Dataset items:
● ● ● ● ● ● ●

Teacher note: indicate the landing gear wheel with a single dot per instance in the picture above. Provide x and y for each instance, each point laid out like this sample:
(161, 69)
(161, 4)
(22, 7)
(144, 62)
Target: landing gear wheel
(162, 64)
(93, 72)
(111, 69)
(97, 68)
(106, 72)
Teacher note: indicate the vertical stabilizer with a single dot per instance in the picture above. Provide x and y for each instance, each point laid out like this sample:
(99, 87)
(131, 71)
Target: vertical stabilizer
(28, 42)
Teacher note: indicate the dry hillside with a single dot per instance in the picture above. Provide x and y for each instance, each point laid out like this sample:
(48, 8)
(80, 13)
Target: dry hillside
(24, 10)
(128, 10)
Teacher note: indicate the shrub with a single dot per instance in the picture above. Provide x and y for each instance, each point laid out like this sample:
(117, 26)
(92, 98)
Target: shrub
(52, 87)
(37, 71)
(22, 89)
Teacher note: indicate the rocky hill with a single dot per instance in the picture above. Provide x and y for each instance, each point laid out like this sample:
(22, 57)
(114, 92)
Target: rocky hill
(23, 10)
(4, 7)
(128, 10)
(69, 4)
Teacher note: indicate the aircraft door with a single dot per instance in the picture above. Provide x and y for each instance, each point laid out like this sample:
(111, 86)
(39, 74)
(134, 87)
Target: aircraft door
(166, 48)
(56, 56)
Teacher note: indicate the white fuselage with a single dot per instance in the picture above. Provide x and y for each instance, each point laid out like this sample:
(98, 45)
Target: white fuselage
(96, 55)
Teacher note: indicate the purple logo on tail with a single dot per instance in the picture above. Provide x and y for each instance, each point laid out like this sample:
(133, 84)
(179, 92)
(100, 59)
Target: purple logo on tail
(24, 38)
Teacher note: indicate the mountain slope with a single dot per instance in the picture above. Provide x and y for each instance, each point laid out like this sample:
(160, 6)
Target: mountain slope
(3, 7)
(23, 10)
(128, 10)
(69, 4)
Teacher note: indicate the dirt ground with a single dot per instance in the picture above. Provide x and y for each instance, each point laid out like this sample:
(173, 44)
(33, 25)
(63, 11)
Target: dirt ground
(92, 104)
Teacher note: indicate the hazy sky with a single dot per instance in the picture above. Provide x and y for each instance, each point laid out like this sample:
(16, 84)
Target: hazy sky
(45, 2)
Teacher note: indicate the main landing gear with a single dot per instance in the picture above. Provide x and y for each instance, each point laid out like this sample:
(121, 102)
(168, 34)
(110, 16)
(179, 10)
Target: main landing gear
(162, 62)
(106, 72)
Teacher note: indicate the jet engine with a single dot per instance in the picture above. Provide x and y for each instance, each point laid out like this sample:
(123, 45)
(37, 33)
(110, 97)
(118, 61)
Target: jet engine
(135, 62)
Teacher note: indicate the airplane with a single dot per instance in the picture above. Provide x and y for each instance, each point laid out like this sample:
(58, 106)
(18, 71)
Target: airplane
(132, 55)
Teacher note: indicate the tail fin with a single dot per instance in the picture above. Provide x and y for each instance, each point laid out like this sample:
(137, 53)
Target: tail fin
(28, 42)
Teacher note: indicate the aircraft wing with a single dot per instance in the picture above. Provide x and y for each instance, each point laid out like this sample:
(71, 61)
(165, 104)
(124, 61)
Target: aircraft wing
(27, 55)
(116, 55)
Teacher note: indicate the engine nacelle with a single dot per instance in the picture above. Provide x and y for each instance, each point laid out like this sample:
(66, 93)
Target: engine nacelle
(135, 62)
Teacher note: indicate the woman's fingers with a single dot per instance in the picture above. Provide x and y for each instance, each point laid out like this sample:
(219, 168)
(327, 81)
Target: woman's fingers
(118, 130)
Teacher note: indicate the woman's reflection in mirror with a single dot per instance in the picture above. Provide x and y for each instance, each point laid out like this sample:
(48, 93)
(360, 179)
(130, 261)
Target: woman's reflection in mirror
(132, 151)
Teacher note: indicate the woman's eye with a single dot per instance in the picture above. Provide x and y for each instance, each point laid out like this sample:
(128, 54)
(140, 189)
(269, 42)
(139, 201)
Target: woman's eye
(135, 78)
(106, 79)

● ● ● ● ● ● ●

# Problem description
Give back each entry exactly as it was written.

# Output for this exercise
Teacher note: indicate the landing gear wheel with a single dot per instance in the picture above. Provide x and y for each instance, each point laid out like this sample:
(161, 69)
(161, 4)
(22, 7)
(144, 62)
Target: landing gear wheel
(162, 64)
(93, 72)
(111, 69)
(97, 68)
(106, 72)
Teacher note: indicate the vertical stabilizer with a single dot per instance in the picture above. Provide x and y for each instance, each point laid out like this sample:
(99, 87)
(131, 71)
Target: vertical stabilizer
(28, 42)
Teacher note: indicate the dry hillside with a single dot per instance in the picture above. Provide x and y for each instance, each point laid out like this sample:
(48, 8)
(80, 13)
Target: dry hillside
(24, 10)
(128, 10)
Teacher note: indicate the shrub with a single dot per instance in the picture above. Provide x and y for each instance, each point laid out like this sample:
(117, 26)
(92, 98)
Target: shrub
(52, 87)
(37, 71)
(22, 89)
Teacher note: indicate the rocky hill with a single dot per instance in the picture above. Provide x and y for each instance, each point laid out like this sample:
(22, 57)
(114, 92)
Target: rocky hill
(23, 10)
(4, 7)
(128, 10)
(69, 4)
Teacher note: indicate the aircraft door with a single dot per instance in the picture above. Provide x and y for each instance, each point laid out like this sample:
(111, 86)
(39, 74)
(134, 87)
Target: aircraft door
(166, 48)
(56, 56)
Teacher note: indicate the white fuselage with a single dot per instance in the picture above. Provide x and y for each instance, each point laid out like this sample:
(98, 45)
Target: white fuselage
(96, 55)
Teacher note: indicate the purple logo on tail with a single dot per instance in the picture above. Provide x and y for each instance, each point laid out like this sample:
(133, 84)
(179, 92)
(100, 59)
Target: purple logo on tail
(24, 38)
Teacher note: indicate the mountain slope with a single dot per instance in the picture above. Provide x and y for each instance, each point laid out like this sample:
(160, 6)
Target: mountain slope
(3, 7)
(23, 10)
(128, 10)
(69, 4)
Teacher note: indicate the dirt ground with a single dot per instance in the picture above. Provide x and y for each instance, each point laid out like this sample:
(173, 44)
(33, 25)
(63, 11)
Target: dirt ground
(92, 104)
Teacher note: indicate the hazy sky with a single dot per instance in the picture above. Provide x and y for each instance, each point laid out like this sample:
(16, 84)
Target: hazy sky
(45, 2)
Teacher note: indicate the main landing gear with a single dot per instance in the picture above. Provide x and y for each instance, each point laid out like this sample:
(121, 102)
(168, 34)
(110, 16)
(179, 10)
Target: main landing gear
(162, 62)
(106, 72)
Teacher note: indicate the jet engine with a single dot per instance in the picture above. Provide x and y for each instance, each point laid out like this sample:
(123, 45)
(37, 33)
(110, 97)
(118, 61)
Target: jet engine
(135, 62)
Teacher note: indicate the airplane with a single dot per instance in the picture above. Provide x and y for each instance, each point laid out like this sample:
(58, 106)
(18, 71)
Target: airplane
(132, 55)
Teacher note: indicate the tail fin with a single dot per instance in the picture above. Provide x and y for each instance, each point laid out like this sample:
(137, 53)
Target: tail fin
(28, 42)
Teacher note: indicate the aircraft wing with a single dot per instance in the picture above. Provide x and y for each instance, each point laid out like this sample:
(71, 61)
(165, 104)
(124, 61)
Target: aircraft wing
(27, 55)
(116, 55)
Teacher note: indicate the engine nacelle with a single dot per instance in the picture above. Provide x and y for each instance, each point laid out like this sample:
(66, 93)
Target: engine nacelle
(135, 62)
Teacher note: indicate the woman's fingers with a single dot per instance in the picture above. Provide x and y for each instance, each point laid out like this sample:
(219, 168)
(327, 81)
Target: woman's fingers
(118, 130)
Teacher note: indicate the woman's reflection in mirror with a single dot per instance in the picture above. Provide x and y for each instance, each point laid out like this sample:
(48, 93)
(360, 179)
(130, 261)
Target: woman's reflection in mirror
(132, 151)
Teacher note: indicate the woman's eye with a single dot per instance in the picture above. Provide x and y for each instance, each point laid out like this sample:
(128, 54)
(140, 189)
(269, 42)
(139, 201)
Target: woman's eye
(135, 78)
(106, 79)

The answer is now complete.